● **Text for analysis**:
Re:Biggest tight wad of all time (Score:5, Informative)
I see you failed American History of the 20th century.
Progressivism as a political movement emerged in reference to a more general response to the vast changes brought by industrialization: an alternative to both the traditional conservative response to social and economic issues and to the various more radical streams of socialism and anarchism which opposed them.
Theodore Roosevelt, Wilson, FDR and LBJ are noted Progressives.
I believe that the Estate Tax system, even if the Bush cuts are repealed, will not lead to all of an estate's wealth going to the government, at the same time with an Estate Tax, it does not create a noble class of ultra wealthy land owners. I don't see government spending and welfare as an evil.
Reasonable tax regimes don't lead to the abolishment of private property, the 1950s saw the highest post-WW2 tax rates in the United States and also the lowest unemployment rates.

● **Work order 1**: Does the comment on progressivism agree with each statement? Answer yes or no for each and quote the deciding words. (a) It names Theodore Roosevelt as a noted Progressive. (b) Its writer regards government spending and welfare as an evil. (c) It says the 1950s had the highest unemployment rates.
● **Work order 2**: Quote the comment on progressivism, starting with "Re:Biggest tight wad" and going on through "are noted Progressives.".
None of the items here is needed.

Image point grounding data
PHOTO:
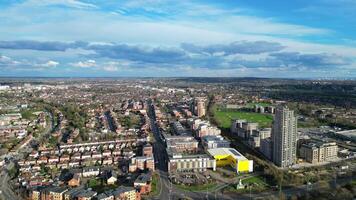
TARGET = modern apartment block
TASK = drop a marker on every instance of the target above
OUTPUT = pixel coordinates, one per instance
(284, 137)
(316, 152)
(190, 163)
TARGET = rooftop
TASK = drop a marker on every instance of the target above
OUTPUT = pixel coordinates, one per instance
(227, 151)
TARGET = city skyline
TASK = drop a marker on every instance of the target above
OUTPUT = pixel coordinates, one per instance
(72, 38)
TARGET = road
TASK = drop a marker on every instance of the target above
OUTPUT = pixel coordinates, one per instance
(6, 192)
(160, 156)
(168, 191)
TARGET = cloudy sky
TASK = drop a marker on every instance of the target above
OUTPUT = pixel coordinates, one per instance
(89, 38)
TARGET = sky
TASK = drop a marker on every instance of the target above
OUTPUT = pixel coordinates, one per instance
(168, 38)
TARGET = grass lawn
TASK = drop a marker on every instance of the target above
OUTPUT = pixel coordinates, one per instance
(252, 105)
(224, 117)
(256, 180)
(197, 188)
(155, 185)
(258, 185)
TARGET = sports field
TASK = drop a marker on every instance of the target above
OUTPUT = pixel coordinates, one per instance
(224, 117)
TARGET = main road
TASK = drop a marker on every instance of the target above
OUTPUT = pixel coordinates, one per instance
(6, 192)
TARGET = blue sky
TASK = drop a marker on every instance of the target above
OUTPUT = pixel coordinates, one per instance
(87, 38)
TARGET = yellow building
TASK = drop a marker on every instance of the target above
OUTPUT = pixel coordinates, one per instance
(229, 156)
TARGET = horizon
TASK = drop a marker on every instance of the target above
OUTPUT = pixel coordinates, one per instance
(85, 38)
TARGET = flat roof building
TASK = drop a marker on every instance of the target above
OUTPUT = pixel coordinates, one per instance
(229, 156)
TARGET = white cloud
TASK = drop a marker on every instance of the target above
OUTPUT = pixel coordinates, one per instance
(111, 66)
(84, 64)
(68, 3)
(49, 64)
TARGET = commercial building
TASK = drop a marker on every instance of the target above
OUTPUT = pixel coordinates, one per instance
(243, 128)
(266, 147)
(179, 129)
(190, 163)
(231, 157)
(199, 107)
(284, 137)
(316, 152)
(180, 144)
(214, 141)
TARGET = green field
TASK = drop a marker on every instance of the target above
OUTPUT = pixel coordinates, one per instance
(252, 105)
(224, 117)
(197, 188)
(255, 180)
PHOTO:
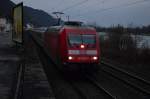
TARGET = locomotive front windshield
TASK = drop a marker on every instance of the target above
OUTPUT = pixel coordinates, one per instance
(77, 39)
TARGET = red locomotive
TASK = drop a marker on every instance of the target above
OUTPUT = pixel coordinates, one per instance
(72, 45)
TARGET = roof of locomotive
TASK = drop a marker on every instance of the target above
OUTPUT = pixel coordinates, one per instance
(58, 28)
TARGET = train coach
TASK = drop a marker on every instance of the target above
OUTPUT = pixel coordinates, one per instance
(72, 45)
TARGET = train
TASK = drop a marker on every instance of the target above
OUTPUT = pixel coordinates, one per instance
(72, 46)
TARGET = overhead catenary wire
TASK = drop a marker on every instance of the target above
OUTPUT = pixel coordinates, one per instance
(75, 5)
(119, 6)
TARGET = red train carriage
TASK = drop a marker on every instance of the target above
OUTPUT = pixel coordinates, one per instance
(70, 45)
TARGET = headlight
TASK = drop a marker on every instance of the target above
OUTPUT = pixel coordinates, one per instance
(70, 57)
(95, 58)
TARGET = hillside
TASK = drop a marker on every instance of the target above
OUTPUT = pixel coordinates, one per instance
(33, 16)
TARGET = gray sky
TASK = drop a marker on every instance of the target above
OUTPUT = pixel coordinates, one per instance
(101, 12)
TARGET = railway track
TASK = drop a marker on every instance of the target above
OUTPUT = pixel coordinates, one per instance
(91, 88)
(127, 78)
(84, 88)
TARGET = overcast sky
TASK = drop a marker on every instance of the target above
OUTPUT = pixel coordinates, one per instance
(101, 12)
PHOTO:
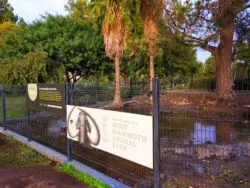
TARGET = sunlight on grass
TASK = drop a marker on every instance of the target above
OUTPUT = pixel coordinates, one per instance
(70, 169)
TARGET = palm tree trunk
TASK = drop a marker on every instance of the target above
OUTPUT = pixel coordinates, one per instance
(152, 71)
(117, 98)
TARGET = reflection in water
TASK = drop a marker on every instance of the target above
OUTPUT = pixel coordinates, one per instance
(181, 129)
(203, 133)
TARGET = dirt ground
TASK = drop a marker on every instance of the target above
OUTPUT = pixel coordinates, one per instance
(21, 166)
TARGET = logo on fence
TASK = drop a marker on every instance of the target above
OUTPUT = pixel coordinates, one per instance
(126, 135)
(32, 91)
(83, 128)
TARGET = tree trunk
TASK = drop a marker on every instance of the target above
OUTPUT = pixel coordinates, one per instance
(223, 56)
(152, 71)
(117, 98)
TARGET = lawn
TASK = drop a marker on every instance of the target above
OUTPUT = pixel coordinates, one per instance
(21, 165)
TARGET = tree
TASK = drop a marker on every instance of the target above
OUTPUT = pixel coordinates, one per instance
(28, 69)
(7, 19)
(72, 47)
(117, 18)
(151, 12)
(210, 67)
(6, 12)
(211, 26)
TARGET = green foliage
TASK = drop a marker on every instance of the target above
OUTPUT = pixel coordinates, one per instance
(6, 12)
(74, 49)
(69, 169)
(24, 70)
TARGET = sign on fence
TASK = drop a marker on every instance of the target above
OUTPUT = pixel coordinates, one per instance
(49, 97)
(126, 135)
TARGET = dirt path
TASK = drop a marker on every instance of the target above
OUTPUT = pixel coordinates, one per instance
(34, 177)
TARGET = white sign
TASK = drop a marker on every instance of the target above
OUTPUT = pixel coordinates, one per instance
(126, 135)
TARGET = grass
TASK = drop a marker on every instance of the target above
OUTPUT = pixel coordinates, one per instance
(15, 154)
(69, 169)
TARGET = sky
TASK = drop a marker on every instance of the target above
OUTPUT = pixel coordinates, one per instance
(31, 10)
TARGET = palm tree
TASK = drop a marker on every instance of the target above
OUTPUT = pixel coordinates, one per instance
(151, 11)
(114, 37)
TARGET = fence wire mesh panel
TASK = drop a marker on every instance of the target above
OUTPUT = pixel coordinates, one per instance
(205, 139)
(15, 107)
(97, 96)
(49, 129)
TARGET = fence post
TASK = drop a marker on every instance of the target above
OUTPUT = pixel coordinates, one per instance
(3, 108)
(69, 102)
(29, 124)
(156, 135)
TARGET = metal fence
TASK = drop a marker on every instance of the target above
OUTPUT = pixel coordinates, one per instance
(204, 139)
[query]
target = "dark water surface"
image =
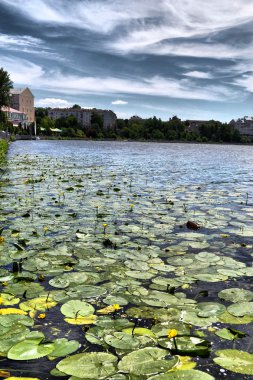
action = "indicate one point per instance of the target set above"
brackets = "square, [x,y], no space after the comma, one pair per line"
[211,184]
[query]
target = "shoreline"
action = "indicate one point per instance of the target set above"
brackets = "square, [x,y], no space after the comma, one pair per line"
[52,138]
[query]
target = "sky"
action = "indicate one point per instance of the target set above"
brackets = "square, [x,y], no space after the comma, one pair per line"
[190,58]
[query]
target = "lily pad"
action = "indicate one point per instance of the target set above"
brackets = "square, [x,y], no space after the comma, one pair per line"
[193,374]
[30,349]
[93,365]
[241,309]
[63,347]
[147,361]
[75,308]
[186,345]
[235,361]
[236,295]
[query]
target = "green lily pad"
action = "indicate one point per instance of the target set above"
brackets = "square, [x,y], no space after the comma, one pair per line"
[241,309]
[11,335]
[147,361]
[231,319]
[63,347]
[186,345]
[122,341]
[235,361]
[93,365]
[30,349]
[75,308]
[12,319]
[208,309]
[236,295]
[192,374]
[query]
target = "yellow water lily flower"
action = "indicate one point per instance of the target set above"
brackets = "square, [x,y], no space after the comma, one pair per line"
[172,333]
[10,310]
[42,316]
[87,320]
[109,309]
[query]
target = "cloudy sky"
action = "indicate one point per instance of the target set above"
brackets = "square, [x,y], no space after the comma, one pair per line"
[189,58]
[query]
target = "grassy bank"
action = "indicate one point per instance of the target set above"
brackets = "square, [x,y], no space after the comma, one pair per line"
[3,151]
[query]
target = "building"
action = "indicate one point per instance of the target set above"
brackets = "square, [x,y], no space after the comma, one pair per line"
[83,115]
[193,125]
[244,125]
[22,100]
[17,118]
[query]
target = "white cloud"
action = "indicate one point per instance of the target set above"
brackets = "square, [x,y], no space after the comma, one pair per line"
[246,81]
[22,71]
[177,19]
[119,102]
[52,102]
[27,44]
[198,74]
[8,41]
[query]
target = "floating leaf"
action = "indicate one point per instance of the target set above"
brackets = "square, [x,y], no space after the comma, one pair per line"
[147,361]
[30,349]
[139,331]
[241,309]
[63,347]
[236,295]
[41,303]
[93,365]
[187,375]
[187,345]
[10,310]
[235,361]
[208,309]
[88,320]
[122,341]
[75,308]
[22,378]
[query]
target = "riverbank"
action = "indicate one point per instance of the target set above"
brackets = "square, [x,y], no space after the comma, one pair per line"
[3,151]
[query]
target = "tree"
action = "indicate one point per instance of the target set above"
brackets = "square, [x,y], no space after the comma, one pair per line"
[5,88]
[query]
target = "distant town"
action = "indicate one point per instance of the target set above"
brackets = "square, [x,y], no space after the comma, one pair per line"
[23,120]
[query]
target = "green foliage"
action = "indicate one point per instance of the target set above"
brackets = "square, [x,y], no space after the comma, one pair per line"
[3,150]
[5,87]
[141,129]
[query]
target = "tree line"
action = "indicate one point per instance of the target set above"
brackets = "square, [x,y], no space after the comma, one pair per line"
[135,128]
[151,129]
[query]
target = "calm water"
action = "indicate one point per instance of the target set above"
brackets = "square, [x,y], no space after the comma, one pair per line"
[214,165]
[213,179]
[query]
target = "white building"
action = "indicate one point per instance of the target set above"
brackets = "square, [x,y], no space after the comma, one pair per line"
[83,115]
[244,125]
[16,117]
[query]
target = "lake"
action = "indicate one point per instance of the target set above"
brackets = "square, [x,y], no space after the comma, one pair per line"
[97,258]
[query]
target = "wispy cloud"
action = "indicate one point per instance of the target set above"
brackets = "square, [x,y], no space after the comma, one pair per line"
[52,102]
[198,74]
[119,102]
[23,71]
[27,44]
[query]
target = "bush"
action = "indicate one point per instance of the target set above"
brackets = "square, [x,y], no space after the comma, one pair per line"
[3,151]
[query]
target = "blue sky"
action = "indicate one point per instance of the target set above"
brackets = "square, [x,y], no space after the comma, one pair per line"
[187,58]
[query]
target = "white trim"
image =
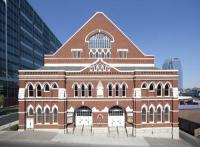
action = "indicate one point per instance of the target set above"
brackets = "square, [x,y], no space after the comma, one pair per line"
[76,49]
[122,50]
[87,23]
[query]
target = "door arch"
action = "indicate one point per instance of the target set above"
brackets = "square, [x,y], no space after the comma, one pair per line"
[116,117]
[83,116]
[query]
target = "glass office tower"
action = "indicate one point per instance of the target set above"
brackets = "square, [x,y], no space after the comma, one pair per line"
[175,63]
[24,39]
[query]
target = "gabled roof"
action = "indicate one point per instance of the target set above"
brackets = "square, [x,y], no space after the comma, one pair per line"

● **Exercise answer 1**:
(a) Yes: "Theodore Roosevelt, Wilson, FDR and LBJ are noted Progressives."
(b) No: "I don't see government spending and welfare as an evil."
(c) No: "the 1950s saw the highest post-WW2 tax rates in the United States and also the lowest unemployment rates."

● **Exercise answer 2**:
Re:Biggest tight wad of all time (Score:5, Informative)
I see you failed American History of the 20th century.
Progressivism as a political movement emerged in reference to a more general response to the vast changes brought by industrialization: an alternative to both the traditional conservative response to social and economic issues and to the various more radical streams of socialism and anarchism which opposed them.
Theodore Roosevelt, Wilson, FDR and LBJ are noted Progressives.